=== EXERCISE MATERIAL ===

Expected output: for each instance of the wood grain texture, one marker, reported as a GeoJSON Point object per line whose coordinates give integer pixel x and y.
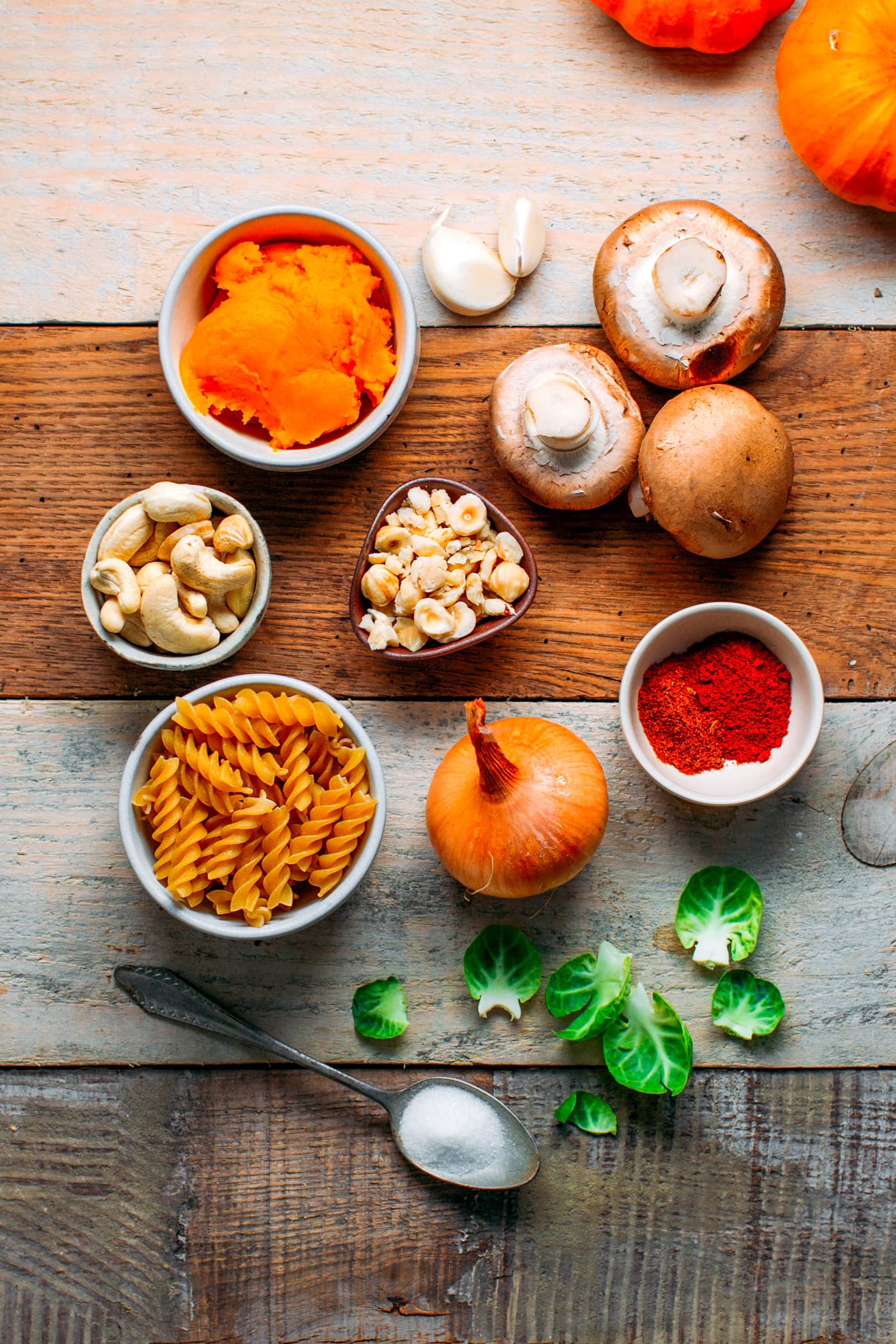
{"type": "Point", "coordinates": [74, 909]}
{"type": "Point", "coordinates": [870, 811]}
{"type": "Point", "coordinates": [86, 420]}
{"type": "Point", "coordinates": [133, 129]}
{"type": "Point", "coordinates": [255, 1206]}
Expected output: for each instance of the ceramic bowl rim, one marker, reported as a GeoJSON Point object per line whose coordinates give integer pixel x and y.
{"type": "Point", "coordinates": [628, 700]}
{"type": "Point", "coordinates": [301, 917]}
{"type": "Point", "coordinates": [177, 662]}
{"type": "Point", "coordinates": [358, 437]}
{"type": "Point", "coordinates": [484, 629]}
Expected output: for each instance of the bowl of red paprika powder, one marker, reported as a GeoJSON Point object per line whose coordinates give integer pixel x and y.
{"type": "Point", "coordinates": [722, 703]}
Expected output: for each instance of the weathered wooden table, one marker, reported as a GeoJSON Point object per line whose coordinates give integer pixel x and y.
{"type": "Point", "coordinates": [206, 1197]}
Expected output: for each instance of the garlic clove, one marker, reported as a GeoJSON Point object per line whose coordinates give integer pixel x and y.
{"type": "Point", "coordinates": [465, 273]}
{"type": "Point", "coordinates": [637, 503]}
{"type": "Point", "coordinates": [522, 237]}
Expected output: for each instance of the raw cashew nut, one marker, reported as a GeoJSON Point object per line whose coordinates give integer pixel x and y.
{"type": "Point", "coordinates": [134, 634]}
{"type": "Point", "coordinates": [150, 550]}
{"type": "Point", "coordinates": [112, 617]}
{"type": "Point", "coordinates": [241, 600]}
{"type": "Point", "coordinates": [168, 625]}
{"type": "Point", "coordinates": [125, 535]}
{"type": "Point", "coordinates": [171, 503]}
{"type": "Point", "coordinates": [196, 565]}
{"type": "Point", "coordinates": [195, 604]}
{"type": "Point", "coordinates": [118, 580]}
{"type": "Point", "coordinates": [218, 611]}
{"type": "Point", "coordinates": [170, 542]}
{"type": "Point", "coordinates": [233, 534]}
{"type": "Point", "coordinates": [155, 570]}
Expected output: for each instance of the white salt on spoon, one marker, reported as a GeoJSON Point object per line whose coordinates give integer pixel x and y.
{"type": "Point", "coordinates": [445, 1126]}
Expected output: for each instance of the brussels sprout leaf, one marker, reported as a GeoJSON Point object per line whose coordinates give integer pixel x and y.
{"type": "Point", "coordinates": [379, 1009]}
{"type": "Point", "coordinates": [589, 1112]}
{"type": "Point", "coordinates": [746, 1007]}
{"type": "Point", "coordinates": [648, 1047]}
{"type": "Point", "coordinates": [501, 970]}
{"type": "Point", "coordinates": [716, 909]}
{"type": "Point", "coordinates": [596, 984]}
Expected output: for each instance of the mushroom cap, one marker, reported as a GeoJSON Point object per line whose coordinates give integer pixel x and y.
{"type": "Point", "coordinates": [586, 476]}
{"type": "Point", "coordinates": [646, 337]}
{"type": "Point", "coordinates": [715, 471]}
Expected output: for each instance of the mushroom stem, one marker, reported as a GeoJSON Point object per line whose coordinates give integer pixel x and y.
{"type": "Point", "coordinates": [688, 278]}
{"type": "Point", "coordinates": [559, 413]}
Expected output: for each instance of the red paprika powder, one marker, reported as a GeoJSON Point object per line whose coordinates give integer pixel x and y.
{"type": "Point", "coordinates": [726, 700]}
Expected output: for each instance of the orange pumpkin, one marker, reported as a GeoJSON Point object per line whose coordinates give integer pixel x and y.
{"type": "Point", "coordinates": [837, 96]}
{"type": "Point", "coordinates": [714, 26]}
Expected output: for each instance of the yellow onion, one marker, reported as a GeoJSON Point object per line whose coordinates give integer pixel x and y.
{"type": "Point", "coordinates": [516, 808]}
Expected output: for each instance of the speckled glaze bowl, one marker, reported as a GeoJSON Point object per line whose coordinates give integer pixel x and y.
{"type": "Point", "coordinates": [734, 784]}
{"type": "Point", "coordinates": [190, 293]}
{"type": "Point", "coordinates": [172, 662]}
{"type": "Point", "coordinates": [138, 843]}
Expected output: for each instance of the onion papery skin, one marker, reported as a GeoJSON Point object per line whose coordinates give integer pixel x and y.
{"type": "Point", "coordinates": [539, 828]}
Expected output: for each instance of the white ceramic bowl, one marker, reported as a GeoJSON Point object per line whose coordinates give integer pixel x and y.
{"type": "Point", "coordinates": [139, 847]}
{"type": "Point", "coordinates": [190, 293]}
{"type": "Point", "coordinates": [734, 784]}
{"type": "Point", "coordinates": [175, 662]}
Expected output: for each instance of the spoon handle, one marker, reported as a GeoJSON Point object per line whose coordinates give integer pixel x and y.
{"type": "Point", "coordinates": [166, 995]}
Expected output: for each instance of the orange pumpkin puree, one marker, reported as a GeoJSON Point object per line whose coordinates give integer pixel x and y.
{"type": "Point", "coordinates": [292, 340]}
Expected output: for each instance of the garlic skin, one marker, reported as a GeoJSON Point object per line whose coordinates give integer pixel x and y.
{"type": "Point", "coordinates": [522, 237]}
{"type": "Point", "coordinates": [465, 273]}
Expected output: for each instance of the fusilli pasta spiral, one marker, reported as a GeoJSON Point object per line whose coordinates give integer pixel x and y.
{"type": "Point", "coordinates": [289, 710]}
{"type": "Point", "coordinates": [254, 804]}
{"type": "Point", "coordinates": [220, 773]}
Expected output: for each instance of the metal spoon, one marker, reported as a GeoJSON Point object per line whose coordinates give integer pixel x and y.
{"type": "Point", "coordinates": [513, 1160]}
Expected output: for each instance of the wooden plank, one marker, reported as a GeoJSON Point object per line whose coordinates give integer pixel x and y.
{"type": "Point", "coordinates": [88, 420]}
{"type": "Point", "coordinates": [250, 1206]}
{"type": "Point", "coordinates": [89, 1225]}
{"type": "Point", "coordinates": [73, 908]}
{"type": "Point", "coordinates": [133, 135]}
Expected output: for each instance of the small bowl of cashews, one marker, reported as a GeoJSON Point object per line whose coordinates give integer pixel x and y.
{"type": "Point", "coordinates": [177, 577]}
{"type": "Point", "coordinates": [441, 570]}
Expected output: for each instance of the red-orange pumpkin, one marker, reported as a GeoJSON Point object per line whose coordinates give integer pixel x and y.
{"type": "Point", "coordinates": [837, 96]}
{"type": "Point", "coordinates": [715, 26]}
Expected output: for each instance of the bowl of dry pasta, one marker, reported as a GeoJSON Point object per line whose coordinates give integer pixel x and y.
{"type": "Point", "coordinates": [253, 807]}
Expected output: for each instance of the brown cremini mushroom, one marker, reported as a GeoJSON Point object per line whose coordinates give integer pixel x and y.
{"type": "Point", "coordinates": [715, 471]}
{"type": "Point", "coordinates": [564, 426]}
{"type": "Point", "coordinates": [687, 293]}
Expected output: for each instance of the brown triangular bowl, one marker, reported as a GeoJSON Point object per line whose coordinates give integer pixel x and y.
{"type": "Point", "coordinates": [485, 628]}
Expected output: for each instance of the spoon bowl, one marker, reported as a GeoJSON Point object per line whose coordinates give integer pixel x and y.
{"type": "Point", "coordinates": [428, 1125]}
{"type": "Point", "coordinates": [444, 1126]}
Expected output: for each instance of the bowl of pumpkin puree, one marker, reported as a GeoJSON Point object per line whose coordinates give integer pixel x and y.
{"type": "Point", "coordinates": [289, 338]}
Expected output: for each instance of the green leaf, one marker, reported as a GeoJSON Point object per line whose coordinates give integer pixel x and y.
{"type": "Point", "coordinates": [648, 1047]}
{"type": "Point", "coordinates": [501, 970]}
{"type": "Point", "coordinates": [589, 1112]}
{"type": "Point", "coordinates": [379, 1009]}
{"type": "Point", "coordinates": [566, 1108]}
{"type": "Point", "coordinates": [719, 908]}
{"type": "Point", "coordinates": [598, 984]}
{"type": "Point", "coordinates": [746, 1007]}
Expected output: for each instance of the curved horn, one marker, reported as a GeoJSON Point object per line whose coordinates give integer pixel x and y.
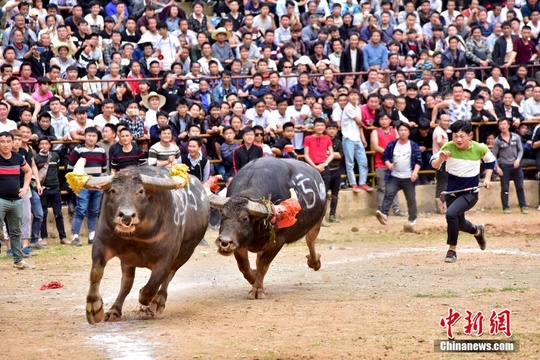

===

SET EXERCISE —
Select every line above that contains the word "wooden", and copy each one out in full.

OUTPUT OF THE EXERCISE —
Expected output: for each instance of the weathered wooden table, one marker, reported as a GeoJSON Point object per line whose coordinates give integer pixel x and y.
Expected output: for each instance of the wooden plank, one marker, reported as a GeoJSON Point object per line whose coordinates give integer pixel x and y.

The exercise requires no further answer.